Instruction:
Reproduce word for word the lines of the records, starting at the line that contains "Place a marker on every instance of the red ivy" and ending with the last line of the records.

=== Input for this task ===

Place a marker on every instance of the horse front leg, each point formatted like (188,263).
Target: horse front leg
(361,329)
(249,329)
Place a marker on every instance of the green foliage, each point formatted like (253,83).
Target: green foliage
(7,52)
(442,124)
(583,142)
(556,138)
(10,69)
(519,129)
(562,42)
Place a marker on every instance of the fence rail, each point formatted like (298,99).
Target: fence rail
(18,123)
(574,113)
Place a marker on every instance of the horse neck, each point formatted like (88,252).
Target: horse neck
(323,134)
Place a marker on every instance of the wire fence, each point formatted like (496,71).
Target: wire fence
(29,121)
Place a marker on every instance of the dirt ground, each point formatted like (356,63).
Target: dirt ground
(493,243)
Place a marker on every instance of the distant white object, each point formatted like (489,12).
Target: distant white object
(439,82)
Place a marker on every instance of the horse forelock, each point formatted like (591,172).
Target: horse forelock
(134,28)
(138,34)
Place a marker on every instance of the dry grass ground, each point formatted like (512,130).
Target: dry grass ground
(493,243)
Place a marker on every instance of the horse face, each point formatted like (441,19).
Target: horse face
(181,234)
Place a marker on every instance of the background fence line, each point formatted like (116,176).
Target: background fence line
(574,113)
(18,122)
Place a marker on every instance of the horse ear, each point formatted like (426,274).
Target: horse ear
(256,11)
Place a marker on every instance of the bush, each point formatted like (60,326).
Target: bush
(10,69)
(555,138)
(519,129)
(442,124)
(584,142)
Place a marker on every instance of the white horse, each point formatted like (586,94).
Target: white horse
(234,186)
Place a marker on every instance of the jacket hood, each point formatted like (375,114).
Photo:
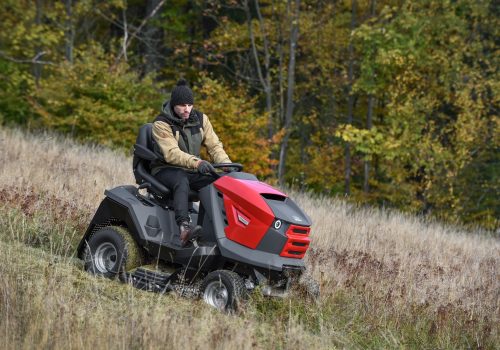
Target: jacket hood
(168,112)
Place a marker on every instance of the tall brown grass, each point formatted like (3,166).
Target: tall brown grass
(387,279)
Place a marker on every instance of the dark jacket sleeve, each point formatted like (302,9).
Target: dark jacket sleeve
(212,143)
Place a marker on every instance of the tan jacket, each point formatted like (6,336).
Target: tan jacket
(174,156)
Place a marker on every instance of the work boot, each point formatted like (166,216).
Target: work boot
(188,232)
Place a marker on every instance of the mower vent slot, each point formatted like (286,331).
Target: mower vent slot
(274,197)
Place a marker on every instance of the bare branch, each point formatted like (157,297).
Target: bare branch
(133,35)
(34,60)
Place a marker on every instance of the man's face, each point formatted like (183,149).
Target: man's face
(183,111)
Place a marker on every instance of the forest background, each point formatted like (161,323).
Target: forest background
(393,103)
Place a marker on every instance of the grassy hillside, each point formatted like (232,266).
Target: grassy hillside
(387,280)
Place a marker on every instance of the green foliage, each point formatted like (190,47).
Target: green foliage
(95,101)
(431,68)
(15,86)
(238,124)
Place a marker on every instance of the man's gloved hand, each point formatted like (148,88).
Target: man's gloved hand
(205,167)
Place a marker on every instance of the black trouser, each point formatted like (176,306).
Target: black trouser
(179,182)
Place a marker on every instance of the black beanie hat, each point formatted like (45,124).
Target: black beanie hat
(181,94)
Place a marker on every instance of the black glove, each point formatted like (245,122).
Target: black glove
(205,167)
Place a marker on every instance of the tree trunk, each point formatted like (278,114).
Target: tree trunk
(369,118)
(153,37)
(294,35)
(70,31)
(350,105)
(369,124)
(265,81)
(37,67)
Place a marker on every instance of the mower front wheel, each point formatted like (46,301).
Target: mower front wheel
(111,251)
(223,289)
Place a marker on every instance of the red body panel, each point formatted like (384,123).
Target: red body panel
(297,243)
(248,215)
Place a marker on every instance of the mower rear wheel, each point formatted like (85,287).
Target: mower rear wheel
(111,251)
(223,289)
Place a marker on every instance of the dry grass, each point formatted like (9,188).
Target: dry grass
(388,280)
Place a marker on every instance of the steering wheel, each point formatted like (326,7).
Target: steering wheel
(231,166)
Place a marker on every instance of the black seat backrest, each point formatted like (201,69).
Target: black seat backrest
(144,155)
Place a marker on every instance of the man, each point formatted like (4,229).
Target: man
(179,132)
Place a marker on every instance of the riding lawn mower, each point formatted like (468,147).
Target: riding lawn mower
(252,235)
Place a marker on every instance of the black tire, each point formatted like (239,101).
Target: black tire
(224,290)
(111,251)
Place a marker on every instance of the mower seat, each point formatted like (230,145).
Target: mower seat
(144,155)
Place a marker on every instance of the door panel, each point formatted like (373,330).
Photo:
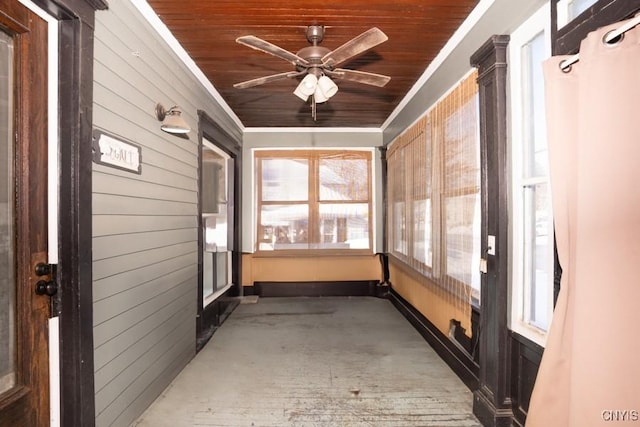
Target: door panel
(24,355)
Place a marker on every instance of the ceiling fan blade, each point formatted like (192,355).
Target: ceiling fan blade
(270,48)
(266,79)
(354,47)
(360,76)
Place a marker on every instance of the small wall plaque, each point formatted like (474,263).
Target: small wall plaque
(114,152)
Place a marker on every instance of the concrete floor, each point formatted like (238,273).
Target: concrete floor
(314,362)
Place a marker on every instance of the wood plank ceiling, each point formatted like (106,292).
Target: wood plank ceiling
(417,31)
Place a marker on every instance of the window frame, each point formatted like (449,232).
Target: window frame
(538,22)
(314,156)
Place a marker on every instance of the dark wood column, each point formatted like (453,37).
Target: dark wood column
(492,402)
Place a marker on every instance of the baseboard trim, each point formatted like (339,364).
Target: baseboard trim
(487,413)
(317,289)
(460,362)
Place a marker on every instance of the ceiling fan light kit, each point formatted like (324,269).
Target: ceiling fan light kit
(319,64)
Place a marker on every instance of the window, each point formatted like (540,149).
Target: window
(314,200)
(533,246)
(217,221)
(434,193)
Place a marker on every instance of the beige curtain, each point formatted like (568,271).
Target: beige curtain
(590,371)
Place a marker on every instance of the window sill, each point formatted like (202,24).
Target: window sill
(297,253)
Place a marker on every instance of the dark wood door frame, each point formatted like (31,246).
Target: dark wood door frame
(27,402)
(74,304)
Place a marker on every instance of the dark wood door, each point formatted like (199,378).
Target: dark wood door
(24,355)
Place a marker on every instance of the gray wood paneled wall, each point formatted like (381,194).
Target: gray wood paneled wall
(144,226)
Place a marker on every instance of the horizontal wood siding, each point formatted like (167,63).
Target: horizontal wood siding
(145,226)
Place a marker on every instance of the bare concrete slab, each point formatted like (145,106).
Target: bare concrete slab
(315,362)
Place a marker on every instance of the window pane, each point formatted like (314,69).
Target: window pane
(399,228)
(285,179)
(462,149)
(344,179)
(535,161)
(284,227)
(463,239)
(422,243)
(7,189)
(538,263)
(576,7)
(344,226)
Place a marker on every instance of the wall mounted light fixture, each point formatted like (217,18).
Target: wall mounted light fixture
(171,119)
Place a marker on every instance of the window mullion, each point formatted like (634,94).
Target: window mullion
(314,205)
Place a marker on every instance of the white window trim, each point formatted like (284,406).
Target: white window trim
(538,22)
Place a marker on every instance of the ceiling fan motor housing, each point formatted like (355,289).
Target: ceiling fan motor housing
(315,34)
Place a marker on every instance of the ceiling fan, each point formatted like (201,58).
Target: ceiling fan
(318,64)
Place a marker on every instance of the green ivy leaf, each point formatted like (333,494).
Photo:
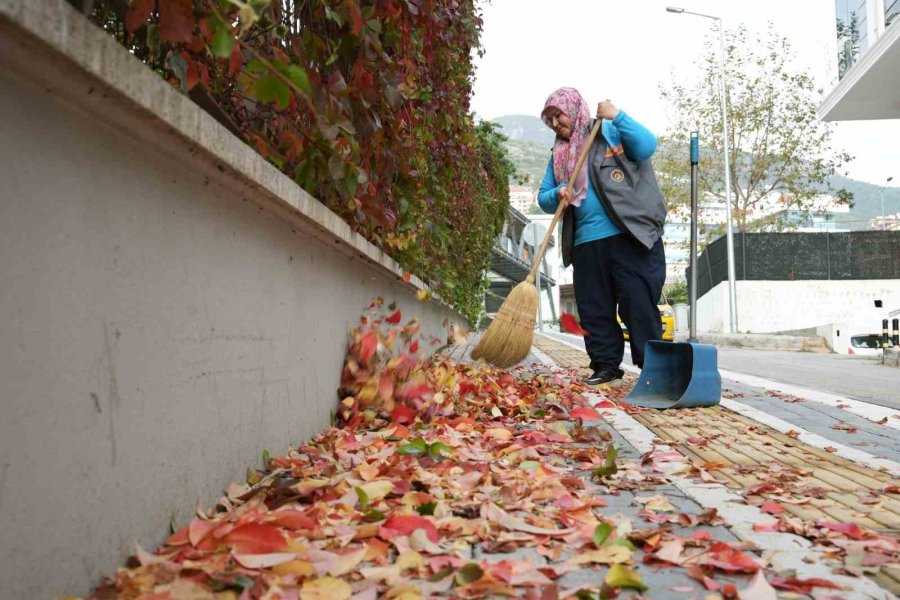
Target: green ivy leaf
(223,43)
(269,88)
(602,533)
(427,509)
(609,466)
(299,77)
(436,449)
(622,576)
(363,498)
(416,447)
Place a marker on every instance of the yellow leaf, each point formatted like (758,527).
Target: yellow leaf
(326,588)
(376,490)
(658,503)
(294,567)
(498,433)
(621,576)
(607,555)
(410,560)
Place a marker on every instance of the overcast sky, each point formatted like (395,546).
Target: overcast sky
(624,50)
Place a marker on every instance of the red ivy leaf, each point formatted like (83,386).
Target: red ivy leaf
(803,586)
(368,345)
(403,414)
(772,508)
(355,16)
(851,530)
(138,14)
(405,525)
(570,324)
(255,538)
(176,20)
(235,61)
(584,412)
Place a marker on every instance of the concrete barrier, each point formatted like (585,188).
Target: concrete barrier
(170,305)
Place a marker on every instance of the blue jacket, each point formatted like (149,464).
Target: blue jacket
(591,220)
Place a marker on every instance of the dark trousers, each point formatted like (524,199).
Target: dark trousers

===

Correct answer:
Place a marker on every instance of the red ivy leaf, each point formatted like (83,386).
Target: red ivy leaf
(803,586)
(368,345)
(403,414)
(772,508)
(355,16)
(851,530)
(138,14)
(405,525)
(570,324)
(255,538)
(176,20)
(235,61)
(584,412)
Place a marker on every instance of the concrete barrier, each point formatted like (585,188).
Target: concrete barrier
(170,305)
Place a marker on every instance of the blue jacket, each point formatted like (149,464).
Target: blue jacket
(591,220)
Place a marker on every instance of the dark trousers, each point formatted like (524,199).
Target: dark trousers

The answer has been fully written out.